Records excerpted from a collection:
+===+

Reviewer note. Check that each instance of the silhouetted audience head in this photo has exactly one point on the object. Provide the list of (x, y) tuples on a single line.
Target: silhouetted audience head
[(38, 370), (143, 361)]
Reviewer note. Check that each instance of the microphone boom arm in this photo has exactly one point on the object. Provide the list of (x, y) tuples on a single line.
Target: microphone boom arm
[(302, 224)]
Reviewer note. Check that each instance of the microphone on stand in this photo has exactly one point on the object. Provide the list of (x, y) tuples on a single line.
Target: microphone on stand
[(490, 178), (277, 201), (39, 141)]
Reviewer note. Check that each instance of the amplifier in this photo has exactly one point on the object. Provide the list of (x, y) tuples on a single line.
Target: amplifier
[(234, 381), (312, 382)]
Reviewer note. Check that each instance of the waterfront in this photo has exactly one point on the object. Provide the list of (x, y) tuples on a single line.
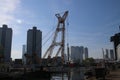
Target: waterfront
[(74, 74)]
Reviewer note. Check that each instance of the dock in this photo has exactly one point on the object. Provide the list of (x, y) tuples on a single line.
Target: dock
[(113, 75)]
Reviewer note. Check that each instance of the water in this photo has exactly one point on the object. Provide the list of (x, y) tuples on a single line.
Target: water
[(74, 74)]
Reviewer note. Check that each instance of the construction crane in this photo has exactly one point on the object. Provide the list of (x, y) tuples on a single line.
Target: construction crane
[(61, 44)]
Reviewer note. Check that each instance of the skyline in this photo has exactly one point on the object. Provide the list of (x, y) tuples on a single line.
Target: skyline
[(91, 23)]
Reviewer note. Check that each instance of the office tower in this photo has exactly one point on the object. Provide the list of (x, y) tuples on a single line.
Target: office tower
[(86, 52), (23, 54), (77, 53), (34, 42), (116, 40), (5, 43), (112, 54), (118, 51)]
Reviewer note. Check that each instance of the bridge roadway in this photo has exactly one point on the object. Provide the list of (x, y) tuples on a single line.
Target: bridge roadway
[(113, 75)]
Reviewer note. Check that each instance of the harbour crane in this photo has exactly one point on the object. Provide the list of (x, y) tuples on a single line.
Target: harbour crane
[(60, 29)]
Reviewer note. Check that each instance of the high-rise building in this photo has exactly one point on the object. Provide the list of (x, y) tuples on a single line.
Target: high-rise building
[(116, 40), (86, 52), (23, 54), (107, 54), (112, 54), (34, 42), (5, 43), (118, 51)]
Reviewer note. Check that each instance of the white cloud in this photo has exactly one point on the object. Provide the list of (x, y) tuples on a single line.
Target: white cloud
[(7, 8)]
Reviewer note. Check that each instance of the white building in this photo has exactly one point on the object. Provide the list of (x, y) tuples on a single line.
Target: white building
[(24, 51), (34, 42)]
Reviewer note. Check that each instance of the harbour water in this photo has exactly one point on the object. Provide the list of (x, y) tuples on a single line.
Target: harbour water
[(74, 74)]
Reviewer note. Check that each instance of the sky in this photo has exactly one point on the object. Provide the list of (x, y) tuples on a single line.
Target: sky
[(91, 22)]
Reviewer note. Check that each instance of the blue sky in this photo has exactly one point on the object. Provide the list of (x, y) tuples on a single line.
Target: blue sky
[(91, 22)]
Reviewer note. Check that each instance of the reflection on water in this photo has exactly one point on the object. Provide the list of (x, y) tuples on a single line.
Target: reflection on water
[(74, 74)]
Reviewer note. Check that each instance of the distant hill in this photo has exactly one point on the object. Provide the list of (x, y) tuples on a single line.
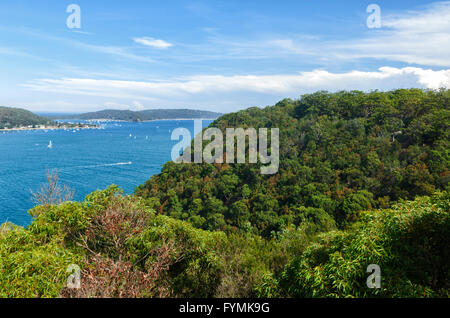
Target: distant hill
[(150, 114), (17, 117)]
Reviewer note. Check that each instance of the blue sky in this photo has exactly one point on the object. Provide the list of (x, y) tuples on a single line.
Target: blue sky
[(214, 55)]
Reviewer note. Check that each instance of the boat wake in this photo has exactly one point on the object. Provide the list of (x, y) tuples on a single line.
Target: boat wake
[(101, 165)]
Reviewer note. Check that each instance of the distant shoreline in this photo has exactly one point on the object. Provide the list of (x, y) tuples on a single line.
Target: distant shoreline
[(142, 121), (47, 128)]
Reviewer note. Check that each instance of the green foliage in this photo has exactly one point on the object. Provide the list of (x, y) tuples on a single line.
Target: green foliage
[(409, 242)]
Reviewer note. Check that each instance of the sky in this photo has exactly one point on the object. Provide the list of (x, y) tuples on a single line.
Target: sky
[(214, 55)]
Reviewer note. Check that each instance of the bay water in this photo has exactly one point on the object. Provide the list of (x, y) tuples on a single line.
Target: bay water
[(122, 153)]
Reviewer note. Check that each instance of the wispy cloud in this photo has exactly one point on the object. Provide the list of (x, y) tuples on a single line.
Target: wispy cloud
[(152, 42), (204, 85)]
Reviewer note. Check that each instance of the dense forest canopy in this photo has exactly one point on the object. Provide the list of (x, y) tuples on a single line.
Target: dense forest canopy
[(349, 161), (143, 115), (16, 117), (340, 153)]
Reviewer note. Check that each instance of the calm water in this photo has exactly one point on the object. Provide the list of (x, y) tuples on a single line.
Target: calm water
[(86, 160)]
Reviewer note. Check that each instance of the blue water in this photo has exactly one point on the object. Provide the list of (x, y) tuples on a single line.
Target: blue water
[(87, 160)]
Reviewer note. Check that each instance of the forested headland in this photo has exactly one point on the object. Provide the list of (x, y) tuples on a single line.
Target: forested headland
[(363, 179)]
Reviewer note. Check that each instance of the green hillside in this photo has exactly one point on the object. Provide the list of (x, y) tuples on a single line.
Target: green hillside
[(16, 117), (339, 154), (363, 180)]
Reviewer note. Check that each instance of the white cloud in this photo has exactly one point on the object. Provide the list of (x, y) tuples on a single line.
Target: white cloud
[(156, 43), (285, 84), (415, 37)]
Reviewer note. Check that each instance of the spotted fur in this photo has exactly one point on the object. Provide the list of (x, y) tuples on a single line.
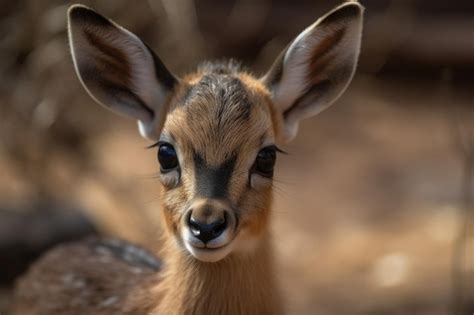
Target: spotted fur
[(217, 119)]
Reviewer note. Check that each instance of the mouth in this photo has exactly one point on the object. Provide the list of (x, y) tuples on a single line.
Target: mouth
[(207, 254), (211, 251)]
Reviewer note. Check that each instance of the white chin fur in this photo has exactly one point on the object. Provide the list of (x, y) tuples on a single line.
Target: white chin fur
[(207, 254)]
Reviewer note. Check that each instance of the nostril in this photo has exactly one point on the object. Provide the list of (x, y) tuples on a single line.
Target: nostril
[(206, 232), (219, 226), (194, 226)]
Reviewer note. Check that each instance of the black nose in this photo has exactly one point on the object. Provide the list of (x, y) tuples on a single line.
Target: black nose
[(207, 231)]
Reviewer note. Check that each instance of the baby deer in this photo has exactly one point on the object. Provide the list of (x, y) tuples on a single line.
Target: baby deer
[(216, 131)]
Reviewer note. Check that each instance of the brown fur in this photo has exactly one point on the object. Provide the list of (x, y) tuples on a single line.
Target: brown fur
[(218, 119), (239, 284)]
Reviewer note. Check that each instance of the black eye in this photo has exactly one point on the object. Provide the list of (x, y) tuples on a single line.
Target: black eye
[(265, 161), (167, 157)]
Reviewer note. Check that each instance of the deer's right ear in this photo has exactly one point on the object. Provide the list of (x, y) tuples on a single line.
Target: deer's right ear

+===+

Please reproduce the records above from the line containing "Reviewer note. Check that each instance of the distant hill" through the line containing "[(122, 153)]", with both of those lines included. Leave the pictures out of your answer.

**ANSWER FOR THIS EXERCISE**
Reviewer note. Check that each instance of the distant hill in this photo has exactly one point on the object. Provide the list of (x, y) tuples on a single line.
Target: distant hill
[(150, 114), (17, 117)]
Reviewer note. Check that each instance of the blue sky in this photo has exactly one point on the object. Provide the list of (x, y) tuples on a single line.
Target: blue sky
[(214, 55)]
Reviewer note. Check that each instance of the boat wake in this photo has exactly one point on the object. Provide the list of (x, y) tuples on a single line.
Target: boat wake
[(101, 165)]
Reviewer note. Check that each instance of the distant shoreline in this photo has exactly one point on the object. Provide the list of (x, y) tuples on a single line.
Target: distant shoreline
[(142, 121), (47, 128)]
Reviewer note. Check that each instance of the green foliage in this photo has exactly one point on the object. Provide the list of (x, y) tuples on a single line.
Target: green foliage
[(409, 242)]
Reviewer note. Check that each instance of the sky in this photo has exactly one point on the object. Provide the list of (x, y) tuples on a single line.
Target: sky
[(214, 55)]
Reviewer note. Check that each instance of the bay water in this photo has exactly one point on the object. Provide the list of (x, y) tuples on a single line.
Target: bay water
[(122, 153)]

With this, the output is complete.